Can you reproduce the material from its start through the line containing "[606,0,625,56]", both included, changing "bounding box" to "rectangle" and leaving everything else untouched?
━━ RAW DATA ━━
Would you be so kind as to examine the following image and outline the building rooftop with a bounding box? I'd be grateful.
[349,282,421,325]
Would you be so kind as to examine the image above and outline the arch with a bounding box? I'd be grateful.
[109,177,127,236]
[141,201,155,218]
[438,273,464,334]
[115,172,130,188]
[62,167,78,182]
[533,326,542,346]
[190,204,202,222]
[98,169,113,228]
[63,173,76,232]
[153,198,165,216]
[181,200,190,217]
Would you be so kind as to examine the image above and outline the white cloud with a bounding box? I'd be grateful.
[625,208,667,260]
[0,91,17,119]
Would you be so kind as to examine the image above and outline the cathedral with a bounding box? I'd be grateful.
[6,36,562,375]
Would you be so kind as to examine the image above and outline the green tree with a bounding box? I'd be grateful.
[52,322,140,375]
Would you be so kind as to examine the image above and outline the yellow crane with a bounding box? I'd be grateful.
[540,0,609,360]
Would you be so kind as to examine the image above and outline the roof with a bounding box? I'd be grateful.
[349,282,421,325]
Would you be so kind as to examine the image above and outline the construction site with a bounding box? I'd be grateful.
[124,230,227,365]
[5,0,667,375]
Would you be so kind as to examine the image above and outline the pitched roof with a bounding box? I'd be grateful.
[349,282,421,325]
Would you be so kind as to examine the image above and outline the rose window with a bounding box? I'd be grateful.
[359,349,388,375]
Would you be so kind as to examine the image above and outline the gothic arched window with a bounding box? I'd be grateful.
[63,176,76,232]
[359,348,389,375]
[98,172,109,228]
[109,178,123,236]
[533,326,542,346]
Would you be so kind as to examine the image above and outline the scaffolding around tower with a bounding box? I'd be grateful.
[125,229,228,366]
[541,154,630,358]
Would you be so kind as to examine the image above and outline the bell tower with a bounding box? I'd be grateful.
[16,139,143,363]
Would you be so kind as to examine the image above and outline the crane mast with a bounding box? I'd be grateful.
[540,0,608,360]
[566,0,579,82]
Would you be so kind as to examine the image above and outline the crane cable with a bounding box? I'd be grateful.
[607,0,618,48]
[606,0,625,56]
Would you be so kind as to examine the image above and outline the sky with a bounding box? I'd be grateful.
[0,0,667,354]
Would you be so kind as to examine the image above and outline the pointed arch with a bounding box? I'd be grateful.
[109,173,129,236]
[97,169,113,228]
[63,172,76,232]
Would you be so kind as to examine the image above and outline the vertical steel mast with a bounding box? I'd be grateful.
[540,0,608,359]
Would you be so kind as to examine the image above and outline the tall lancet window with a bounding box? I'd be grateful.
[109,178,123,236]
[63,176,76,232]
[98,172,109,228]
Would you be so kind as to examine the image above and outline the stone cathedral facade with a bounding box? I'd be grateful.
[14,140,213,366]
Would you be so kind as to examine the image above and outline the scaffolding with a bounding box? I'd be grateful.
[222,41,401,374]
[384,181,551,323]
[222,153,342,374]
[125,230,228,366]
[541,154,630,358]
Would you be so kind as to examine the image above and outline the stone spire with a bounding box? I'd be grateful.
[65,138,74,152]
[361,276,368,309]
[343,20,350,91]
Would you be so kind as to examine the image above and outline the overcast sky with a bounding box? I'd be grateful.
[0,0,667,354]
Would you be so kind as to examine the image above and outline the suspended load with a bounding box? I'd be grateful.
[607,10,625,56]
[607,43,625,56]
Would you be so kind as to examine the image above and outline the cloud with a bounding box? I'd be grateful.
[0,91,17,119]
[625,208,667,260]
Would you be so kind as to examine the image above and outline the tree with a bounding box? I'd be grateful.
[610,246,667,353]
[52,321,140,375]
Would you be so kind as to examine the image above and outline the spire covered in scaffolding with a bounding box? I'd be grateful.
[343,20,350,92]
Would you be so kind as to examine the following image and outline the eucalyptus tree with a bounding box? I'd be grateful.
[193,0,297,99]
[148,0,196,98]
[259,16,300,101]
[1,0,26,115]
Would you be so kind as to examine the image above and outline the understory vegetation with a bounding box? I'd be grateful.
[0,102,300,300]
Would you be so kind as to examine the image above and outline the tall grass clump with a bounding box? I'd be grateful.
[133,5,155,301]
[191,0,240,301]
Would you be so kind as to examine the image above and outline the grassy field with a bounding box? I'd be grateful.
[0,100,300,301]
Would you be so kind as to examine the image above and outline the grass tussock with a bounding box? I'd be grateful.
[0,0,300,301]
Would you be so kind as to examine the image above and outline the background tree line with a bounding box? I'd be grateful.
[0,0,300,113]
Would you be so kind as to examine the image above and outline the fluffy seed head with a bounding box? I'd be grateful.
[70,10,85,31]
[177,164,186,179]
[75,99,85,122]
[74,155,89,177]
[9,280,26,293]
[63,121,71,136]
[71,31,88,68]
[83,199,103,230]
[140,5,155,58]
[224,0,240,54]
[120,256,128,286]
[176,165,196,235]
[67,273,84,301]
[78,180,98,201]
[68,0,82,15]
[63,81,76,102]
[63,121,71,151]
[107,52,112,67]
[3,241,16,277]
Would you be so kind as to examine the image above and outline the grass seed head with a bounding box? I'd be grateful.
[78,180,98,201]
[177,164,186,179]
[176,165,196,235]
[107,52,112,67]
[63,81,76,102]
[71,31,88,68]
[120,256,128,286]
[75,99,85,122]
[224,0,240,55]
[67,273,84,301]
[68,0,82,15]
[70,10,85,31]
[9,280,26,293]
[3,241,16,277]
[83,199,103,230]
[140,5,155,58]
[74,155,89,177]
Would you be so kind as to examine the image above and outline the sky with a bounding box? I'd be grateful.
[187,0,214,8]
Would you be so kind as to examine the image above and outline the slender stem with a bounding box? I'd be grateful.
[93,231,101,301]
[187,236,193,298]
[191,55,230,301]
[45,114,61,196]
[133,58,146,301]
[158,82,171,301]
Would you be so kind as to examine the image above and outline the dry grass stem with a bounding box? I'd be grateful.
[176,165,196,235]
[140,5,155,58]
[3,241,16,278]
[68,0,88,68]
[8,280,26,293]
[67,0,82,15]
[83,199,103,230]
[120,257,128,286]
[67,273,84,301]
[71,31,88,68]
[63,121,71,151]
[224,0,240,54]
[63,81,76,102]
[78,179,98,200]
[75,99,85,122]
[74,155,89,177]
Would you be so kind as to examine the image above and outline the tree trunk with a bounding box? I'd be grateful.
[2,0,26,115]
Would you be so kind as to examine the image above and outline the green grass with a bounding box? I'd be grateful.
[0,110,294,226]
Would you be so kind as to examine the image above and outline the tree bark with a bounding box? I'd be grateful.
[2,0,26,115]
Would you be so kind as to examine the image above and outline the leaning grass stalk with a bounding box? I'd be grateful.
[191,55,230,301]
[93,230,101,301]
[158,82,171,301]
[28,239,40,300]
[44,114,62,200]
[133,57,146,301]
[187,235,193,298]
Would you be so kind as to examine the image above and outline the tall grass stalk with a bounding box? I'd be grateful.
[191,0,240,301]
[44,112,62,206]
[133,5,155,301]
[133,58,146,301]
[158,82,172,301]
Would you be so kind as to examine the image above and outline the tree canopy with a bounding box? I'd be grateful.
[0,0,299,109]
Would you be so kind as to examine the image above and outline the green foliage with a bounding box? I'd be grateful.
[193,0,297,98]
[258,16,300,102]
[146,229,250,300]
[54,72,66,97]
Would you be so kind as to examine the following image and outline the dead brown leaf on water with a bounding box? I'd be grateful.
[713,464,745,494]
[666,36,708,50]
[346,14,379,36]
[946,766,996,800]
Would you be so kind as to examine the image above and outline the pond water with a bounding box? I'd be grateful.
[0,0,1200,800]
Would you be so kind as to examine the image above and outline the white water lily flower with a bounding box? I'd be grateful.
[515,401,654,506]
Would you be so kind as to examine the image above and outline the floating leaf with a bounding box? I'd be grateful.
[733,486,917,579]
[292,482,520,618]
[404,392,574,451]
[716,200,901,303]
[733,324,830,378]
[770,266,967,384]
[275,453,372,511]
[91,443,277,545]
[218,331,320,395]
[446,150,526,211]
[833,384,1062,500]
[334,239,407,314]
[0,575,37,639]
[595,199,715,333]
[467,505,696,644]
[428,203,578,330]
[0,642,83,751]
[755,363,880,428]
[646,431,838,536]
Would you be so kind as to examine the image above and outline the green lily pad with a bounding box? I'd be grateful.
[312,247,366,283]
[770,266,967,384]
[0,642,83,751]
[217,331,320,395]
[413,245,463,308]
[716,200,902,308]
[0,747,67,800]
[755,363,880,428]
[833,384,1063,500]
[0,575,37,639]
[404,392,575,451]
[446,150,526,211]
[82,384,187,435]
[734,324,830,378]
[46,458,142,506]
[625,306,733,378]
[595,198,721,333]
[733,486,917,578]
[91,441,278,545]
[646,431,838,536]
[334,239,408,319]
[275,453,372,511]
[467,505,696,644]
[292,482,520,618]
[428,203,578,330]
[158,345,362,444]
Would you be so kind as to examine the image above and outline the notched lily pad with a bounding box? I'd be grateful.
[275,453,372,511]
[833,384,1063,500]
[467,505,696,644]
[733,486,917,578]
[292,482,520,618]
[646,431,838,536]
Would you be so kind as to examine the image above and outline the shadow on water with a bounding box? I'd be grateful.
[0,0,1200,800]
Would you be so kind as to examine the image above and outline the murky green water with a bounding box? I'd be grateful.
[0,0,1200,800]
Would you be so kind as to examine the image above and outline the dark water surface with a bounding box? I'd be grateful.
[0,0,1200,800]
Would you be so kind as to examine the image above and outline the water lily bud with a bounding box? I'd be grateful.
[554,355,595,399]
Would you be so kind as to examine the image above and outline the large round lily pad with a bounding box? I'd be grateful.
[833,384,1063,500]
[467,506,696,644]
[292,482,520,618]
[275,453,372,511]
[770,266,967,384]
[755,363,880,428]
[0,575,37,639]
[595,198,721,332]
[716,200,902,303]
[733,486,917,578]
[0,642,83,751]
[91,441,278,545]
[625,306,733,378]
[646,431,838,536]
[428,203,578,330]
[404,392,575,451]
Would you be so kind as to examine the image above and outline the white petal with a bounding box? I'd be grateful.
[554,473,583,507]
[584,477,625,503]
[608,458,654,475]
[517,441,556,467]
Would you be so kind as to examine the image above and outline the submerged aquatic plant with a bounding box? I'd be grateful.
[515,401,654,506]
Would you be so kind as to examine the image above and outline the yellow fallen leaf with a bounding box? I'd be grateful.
━━━
▶ **WRITTEN RESPONSE**
Would you be so kind as to examine the following image and outline the building rooftop with a rectangle? I'd be grateful.
[349,282,421,325]
Would you be so kind as to examine the image above and outline the arch with a rectangle? I'd be grateful.
[109,177,127,236]
[141,201,155,218]
[438,273,464,334]
[115,172,130,188]
[62,167,78,182]
[533,326,542,346]
[190,204,202,222]
[98,169,113,228]
[63,173,76,232]
[153,198,165,216]
[181,200,190,217]
Would you be so kind as to examine the image above and outline the white cloud with a rectangle? I'd be grateful.
[625,208,667,260]
[0,91,17,119]
Would you be so kind as to examine the image above and outline the cathedral with a rectangle? I'd be grateful.
[6,36,562,375]
Would you be so kind as to examine the image above and outline the green tree with a rectangle? I'd be grateful.
[52,322,140,375]
Would you be so kind as to examine the image above and outline the yellow crane with a rectangle? I'd be grateful.
[540,0,609,360]
Would you be so kind as to examine the image above and outline the roof with a rectangle? I'd be grateful.
[349,282,421,325]
Would you be so kind as to examine the image above and outline the construction site with a rectangle? I'd be grateful.
[124,230,227,365]
[5,0,667,375]
Would you be so kind as to examine the image above and outline the pitched roof with a rectangle? I'd be grateful.
[349,282,421,325]
Would you be so kind as to examine the image above and outline the rose window with a rectangle? I'd be grateful.
[359,349,388,375]
Would you be so kind as to examine the image above and outline the gothic arched window with a rectangle? I'd be grateful.
[63,176,76,232]
[359,348,389,375]
[98,172,109,228]
[109,178,123,236]
[533,326,542,346]
Would you be so kind as to examine the image above and outline the scaffolding around tower with a rectangle? I'd be grateful.
[125,229,228,366]
[541,154,630,358]
Would you be so kind as to examine the image above and outline the bell tower with a rectangle? I'd be grateful.
[16,139,143,363]
Would you be so kind as to examine the image above and outline the crane mast with a rectangle? I'd be grateful.
[540,0,608,360]
[566,0,579,82]
Would you be so kind as to examine the image above and outline the crane cable with a rectangle? I'd be grateful.
[607,0,618,48]
[606,0,625,56]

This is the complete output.